### [Recorded data]
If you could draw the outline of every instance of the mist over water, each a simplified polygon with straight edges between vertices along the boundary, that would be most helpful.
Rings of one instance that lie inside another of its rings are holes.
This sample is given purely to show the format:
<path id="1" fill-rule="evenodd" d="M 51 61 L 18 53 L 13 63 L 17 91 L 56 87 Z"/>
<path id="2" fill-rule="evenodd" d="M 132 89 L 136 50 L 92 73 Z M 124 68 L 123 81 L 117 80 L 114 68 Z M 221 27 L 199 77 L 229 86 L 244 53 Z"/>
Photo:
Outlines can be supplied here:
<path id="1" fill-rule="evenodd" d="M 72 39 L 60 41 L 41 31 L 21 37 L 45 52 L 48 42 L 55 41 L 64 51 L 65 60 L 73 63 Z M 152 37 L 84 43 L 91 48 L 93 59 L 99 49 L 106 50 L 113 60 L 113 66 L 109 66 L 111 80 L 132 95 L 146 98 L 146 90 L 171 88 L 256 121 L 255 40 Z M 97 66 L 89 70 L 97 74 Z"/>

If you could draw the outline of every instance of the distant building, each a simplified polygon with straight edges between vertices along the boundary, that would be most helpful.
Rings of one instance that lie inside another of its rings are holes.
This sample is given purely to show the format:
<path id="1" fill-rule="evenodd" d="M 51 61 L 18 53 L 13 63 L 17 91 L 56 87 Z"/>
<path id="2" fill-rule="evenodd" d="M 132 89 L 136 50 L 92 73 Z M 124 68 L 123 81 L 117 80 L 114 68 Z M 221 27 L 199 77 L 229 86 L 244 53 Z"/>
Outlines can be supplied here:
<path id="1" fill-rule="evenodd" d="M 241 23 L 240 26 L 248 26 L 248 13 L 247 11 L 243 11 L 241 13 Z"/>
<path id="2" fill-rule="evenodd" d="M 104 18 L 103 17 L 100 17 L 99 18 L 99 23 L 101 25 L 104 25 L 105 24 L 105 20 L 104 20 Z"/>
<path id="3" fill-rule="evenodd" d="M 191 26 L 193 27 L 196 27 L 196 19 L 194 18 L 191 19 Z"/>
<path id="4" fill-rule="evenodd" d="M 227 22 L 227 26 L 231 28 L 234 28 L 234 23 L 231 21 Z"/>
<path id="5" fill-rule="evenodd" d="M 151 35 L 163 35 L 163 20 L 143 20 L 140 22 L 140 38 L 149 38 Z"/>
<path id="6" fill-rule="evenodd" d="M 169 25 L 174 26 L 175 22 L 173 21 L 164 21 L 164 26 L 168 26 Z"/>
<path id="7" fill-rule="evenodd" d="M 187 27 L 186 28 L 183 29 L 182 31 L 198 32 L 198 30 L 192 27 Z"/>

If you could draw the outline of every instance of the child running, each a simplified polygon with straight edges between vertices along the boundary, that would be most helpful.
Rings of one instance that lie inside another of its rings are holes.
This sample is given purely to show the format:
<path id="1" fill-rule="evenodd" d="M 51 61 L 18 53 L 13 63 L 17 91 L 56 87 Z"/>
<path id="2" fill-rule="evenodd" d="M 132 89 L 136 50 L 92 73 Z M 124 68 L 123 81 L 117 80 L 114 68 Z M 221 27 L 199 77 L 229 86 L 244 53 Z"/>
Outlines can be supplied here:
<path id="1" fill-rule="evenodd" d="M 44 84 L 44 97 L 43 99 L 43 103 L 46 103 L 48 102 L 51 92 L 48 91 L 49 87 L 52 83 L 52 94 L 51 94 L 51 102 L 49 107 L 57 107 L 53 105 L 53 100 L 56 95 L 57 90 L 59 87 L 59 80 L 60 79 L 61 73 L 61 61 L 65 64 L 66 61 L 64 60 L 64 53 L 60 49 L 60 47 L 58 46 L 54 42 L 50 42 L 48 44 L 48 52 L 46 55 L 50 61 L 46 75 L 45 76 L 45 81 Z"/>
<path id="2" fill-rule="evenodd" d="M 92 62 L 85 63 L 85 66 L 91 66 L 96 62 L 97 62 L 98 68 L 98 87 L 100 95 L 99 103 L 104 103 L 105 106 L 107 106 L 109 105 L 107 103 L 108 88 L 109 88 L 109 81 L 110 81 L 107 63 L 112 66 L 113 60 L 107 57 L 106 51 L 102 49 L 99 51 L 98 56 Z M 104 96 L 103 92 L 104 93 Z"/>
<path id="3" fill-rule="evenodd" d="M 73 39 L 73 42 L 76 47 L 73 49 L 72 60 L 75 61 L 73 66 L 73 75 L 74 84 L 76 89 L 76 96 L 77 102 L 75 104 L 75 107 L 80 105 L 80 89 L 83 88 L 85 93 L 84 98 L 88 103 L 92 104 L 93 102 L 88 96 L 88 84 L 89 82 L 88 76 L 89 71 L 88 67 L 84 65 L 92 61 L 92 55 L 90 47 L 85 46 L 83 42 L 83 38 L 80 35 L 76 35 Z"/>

### [Objective]
Copy out all of the rows above verbatim, from the first to the last, changing nothing.

### [Exercise solution]
If you could draw the outline of every instance of the mist over water, each a simplified polygon with straight edges between vertices along the boundary, that would be most helpful.
Rings of one instance that lie inside another of its rings are holes.
This sample is given purely to show the format:
<path id="1" fill-rule="evenodd" d="M 51 61 L 18 53 L 13 63 L 17 91 L 56 87 Z"/>
<path id="2" fill-rule="evenodd" d="M 132 89 L 136 50 L 92 73 Z M 124 68 L 123 81 L 117 80 L 114 68 Z M 221 27 L 199 77 L 229 86 L 244 53 Z"/>
Photo:
Outlines can be supplied here:
<path id="1" fill-rule="evenodd" d="M 72 39 L 60 41 L 41 31 L 21 37 L 45 52 L 48 42 L 55 41 L 64 51 L 65 60 L 73 63 Z M 152 37 L 84 43 L 91 48 L 93 59 L 99 49 L 106 50 L 113 60 L 113 66 L 109 66 L 111 80 L 132 95 L 146 98 L 146 90 L 171 88 L 256 121 L 255 40 Z M 97 66 L 89 70 L 97 74 Z"/>

If you could draw the outline of every instance of the distant building, each a simplified polygon with straight edges between vertices along the boundary, that would be most helpful.
Rings of one instance that lie inside another of its rings are holes.
This sample is given purely to show the format:
<path id="1" fill-rule="evenodd" d="M 51 61 L 18 53 L 13 63 L 17 91 L 56 87 Z"/>
<path id="2" fill-rule="evenodd" d="M 132 89 L 136 50 L 92 73 Z M 124 68 L 123 81 L 117 80 L 114 68 Z M 221 27 L 199 77 L 229 86 L 244 53 Z"/>
Outlines can be supplied here:
<path id="1" fill-rule="evenodd" d="M 241 23 L 240 26 L 248 26 L 248 13 L 247 11 L 243 11 L 241 13 Z"/>
<path id="2" fill-rule="evenodd" d="M 104 18 L 103 17 L 100 17 L 99 18 L 99 23 L 101 25 L 104 25 L 105 24 L 105 20 L 104 20 Z"/>
<path id="3" fill-rule="evenodd" d="M 191 26 L 193 27 L 196 27 L 196 19 L 194 18 L 191 19 Z"/>
<path id="4" fill-rule="evenodd" d="M 227 22 L 227 26 L 231 28 L 234 28 L 234 23 L 231 21 Z"/>
<path id="5" fill-rule="evenodd" d="M 151 35 L 163 35 L 163 20 L 143 20 L 140 22 L 140 38 L 149 38 Z"/>
<path id="6" fill-rule="evenodd" d="M 169 25 L 174 26 L 175 22 L 173 21 L 164 21 L 164 26 L 168 26 Z"/>
<path id="7" fill-rule="evenodd" d="M 187 27 L 186 28 L 183 29 L 182 31 L 198 32 L 198 30 L 192 27 Z"/>

If you could draw the outline of every instance of the child running, each a simplified polygon with straight edges between vertices along the boundary, that would be most helpful.
Rings of one instance that lie inside another of its rings are holes.
This sample is given purely to show the format:
<path id="1" fill-rule="evenodd" d="M 51 61 L 18 53 L 13 63 L 17 91 L 56 87 Z"/>
<path id="2" fill-rule="evenodd" d="M 132 89 L 136 50 L 92 73 Z M 124 68 L 123 81 L 117 80 L 114 68 Z M 221 27 L 199 77 L 229 86 L 244 53 Z"/>
Outlines can be supplied here:
<path id="1" fill-rule="evenodd" d="M 44 84 L 44 97 L 43 99 L 43 103 L 46 103 L 48 102 L 51 92 L 48 91 L 49 87 L 52 83 L 52 94 L 51 94 L 51 102 L 49 107 L 57 107 L 53 105 L 53 100 L 56 95 L 57 90 L 59 87 L 59 80 L 60 79 L 61 73 L 61 61 L 65 64 L 66 61 L 64 60 L 64 53 L 60 49 L 60 47 L 58 46 L 54 42 L 50 42 L 48 44 L 48 52 L 46 55 L 50 61 L 46 75 L 45 76 L 45 81 Z"/>
<path id="2" fill-rule="evenodd" d="M 92 62 L 85 63 L 85 66 L 91 66 L 96 62 L 97 62 L 98 68 L 98 87 L 100 95 L 99 103 L 104 103 L 105 106 L 107 106 L 109 105 L 107 103 L 108 88 L 109 88 L 109 81 L 110 81 L 107 63 L 112 66 L 113 60 L 107 57 L 106 51 L 102 49 L 99 51 L 98 56 Z M 104 96 L 103 92 L 104 93 Z"/>
<path id="3" fill-rule="evenodd" d="M 73 39 L 73 42 L 76 47 L 73 49 L 72 60 L 75 61 L 73 66 L 73 75 L 74 84 L 76 89 L 76 96 L 77 102 L 75 104 L 75 107 L 80 105 L 80 89 L 83 88 L 85 93 L 84 98 L 88 103 L 92 104 L 93 102 L 88 96 L 88 84 L 89 82 L 88 76 L 89 71 L 88 67 L 84 65 L 92 61 L 92 55 L 90 47 L 85 46 L 83 42 L 83 38 L 80 35 L 76 35 Z"/>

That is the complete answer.